*SET EXERCISE 1:*
Using the article on Chuo Ward, answer the following:
(a) In what year was Chuo Ward formed?
(b) What building is shown with Osaka Castle in the distance?
(c) How much does the Octopus Stone weigh?

The Many Faces of Chuo Ward

In the Shadow of the Castle

The Chuo in Chuo Ward means “central,” and it contains much of the old heart of Osaka, though it’s also the newest ward, formed in 1989 through a merger of the former Higashi (East) and Minami (South) wards. It would be easy to fill this article with descriptions of must-visit spots in Chuo Ward: Osaka Castle and the surrounding park, Shinsaibashi / Namba / Dotonbori, Amerika-mura (not a must-visit in my book, but listed as one in guides to Osaka), Kuromon Market, Midosuji Boulevard. But here at Osaka.com we never do things the easy way, so I will endeavor to dig into some of the ward’s more obscure sites. There’s no better place to start than the area around the preeminent symbol of this great city, and model for Chuo Ward’s yurukyara mascot Yumemaru-kun, namely Osaka Castle.

Chuo Ward
The former Osaka Arsenal Chemical Laboratory, with Osaka Castle in the distance.
Yumemaru-kun, the official mascot of Chuo Ward, in front of his headdress’s inspiration.
Chuo Ward
Weighing in at more than 100 tons, the Octopus Stone is the most formidable of Osaka Castle’s fortifications.

*GIVEN RECORDS:*
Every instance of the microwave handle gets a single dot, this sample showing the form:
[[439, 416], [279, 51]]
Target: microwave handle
==
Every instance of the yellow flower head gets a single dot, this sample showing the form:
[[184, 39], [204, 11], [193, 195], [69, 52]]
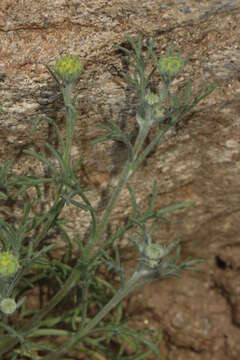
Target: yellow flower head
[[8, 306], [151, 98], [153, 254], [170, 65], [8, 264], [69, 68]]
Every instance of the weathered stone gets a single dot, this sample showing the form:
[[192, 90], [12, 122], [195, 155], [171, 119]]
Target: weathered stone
==
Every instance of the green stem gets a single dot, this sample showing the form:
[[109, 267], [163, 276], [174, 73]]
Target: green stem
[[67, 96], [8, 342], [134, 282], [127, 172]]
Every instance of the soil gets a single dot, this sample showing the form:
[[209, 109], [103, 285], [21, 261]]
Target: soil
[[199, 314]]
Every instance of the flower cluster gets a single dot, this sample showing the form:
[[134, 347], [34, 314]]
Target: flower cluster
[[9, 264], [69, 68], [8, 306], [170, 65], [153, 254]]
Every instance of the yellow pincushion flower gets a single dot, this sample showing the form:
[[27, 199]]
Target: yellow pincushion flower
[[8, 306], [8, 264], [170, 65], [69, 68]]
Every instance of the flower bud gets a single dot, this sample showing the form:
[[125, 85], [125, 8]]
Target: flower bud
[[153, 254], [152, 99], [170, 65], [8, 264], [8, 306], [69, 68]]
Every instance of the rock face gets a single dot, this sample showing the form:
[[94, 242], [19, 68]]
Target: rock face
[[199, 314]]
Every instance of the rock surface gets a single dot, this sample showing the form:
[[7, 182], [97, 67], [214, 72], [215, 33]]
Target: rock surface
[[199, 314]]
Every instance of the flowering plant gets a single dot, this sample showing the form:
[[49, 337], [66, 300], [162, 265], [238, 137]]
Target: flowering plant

*SET EXERCISE 2:* Can you give back only the records between the lines holding "Every instance of the flower cluster" and "Target: flowering plant", inclusive, switching "single dot" to "lone marker" and leaving everything else unchanged?

*FULL SOLUTION 1:*
(a) 1989
(b) The former Osaka Arsenal Chemical Laboratory
(c) More than 100 tons

*FULL SOLUTION 2:*
Every instance of the flower cluster gets a lone marker, this sample showing the form:
[[134, 347], [34, 314]]
Target: flower cluster
[[9, 264], [69, 68], [8, 306], [170, 65], [153, 254]]
Every instance of the yellow pincushion flower gets a lone marker, this sample showing the form:
[[27, 199]]
Target: yellow pincushion flower
[[8, 306], [8, 264], [170, 65], [69, 68]]
Every instance of the flower bud gets a lone marker, this sample showing the form:
[[125, 85], [125, 8]]
Target: flower bud
[[153, 254], [152, 99], [170, 65], [8, 264], [8, 306], [69, 68]]
Every instance of the rock face gets a lone marker, this sample showing the form:
[[94, 242], [19, 68]]
Target: rock face
[[199, 314]]
Every instance of the rock surface gets a lone marker, this sample showing the form:
[[7, 182], [97, 67], [214, 72], [215, 33]]
Target: rock surface
[[199, 314]]
Every instance of the flowering plant gets a lone marker, this sample showing the form:
[[49, 337], [66, 300], [162, 265], [238, 137]]
Target: flowering plant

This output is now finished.